[Task goal]: Given the records below, would you repeat exactly the lines that begin at the one containing "# Target: stone fireplace surround" and end at the one containing "# drop a dot on each instance of the black", inclusive?

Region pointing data
______________________________
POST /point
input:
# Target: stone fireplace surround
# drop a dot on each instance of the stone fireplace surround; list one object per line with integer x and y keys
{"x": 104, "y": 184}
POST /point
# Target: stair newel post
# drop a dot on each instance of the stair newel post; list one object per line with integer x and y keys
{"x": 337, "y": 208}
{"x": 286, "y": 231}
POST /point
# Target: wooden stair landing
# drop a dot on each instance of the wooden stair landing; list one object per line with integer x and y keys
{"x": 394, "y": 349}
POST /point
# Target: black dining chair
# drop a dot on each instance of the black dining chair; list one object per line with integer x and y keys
______________________________
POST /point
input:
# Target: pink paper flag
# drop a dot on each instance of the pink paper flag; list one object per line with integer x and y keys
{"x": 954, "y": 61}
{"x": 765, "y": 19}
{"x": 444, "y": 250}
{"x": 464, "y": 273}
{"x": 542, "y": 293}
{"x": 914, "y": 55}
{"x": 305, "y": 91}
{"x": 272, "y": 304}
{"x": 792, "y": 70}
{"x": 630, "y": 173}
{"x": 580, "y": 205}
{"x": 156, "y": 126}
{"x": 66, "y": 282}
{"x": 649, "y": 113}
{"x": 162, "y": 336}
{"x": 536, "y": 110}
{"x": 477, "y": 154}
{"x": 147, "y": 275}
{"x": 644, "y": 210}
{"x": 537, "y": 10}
______________________________
[The answer]:
# Target: stone fireplace surround
# drop a dot on each instance of the stone fireplace surround; list one object per line with integer x and y keys
{"x": 104, "y": 184}
POST /point
# Target: stair newel post
# drop a dot on each instance of the stair newel post; list one object per line with integer x and y keys
{"x": 337, "y": 208}
{"x": 286, "y": 231}
POST /point
# Target: wooden stair landing
# drop a dot on each instance of the wooden stair landing; list one object per line with integer x and y keys
{"x": 394, "y": 349}
POST /point
# Target: black dining chair
# drop a dot on each instance of the black dining chair; list one object per line with integer x and y keys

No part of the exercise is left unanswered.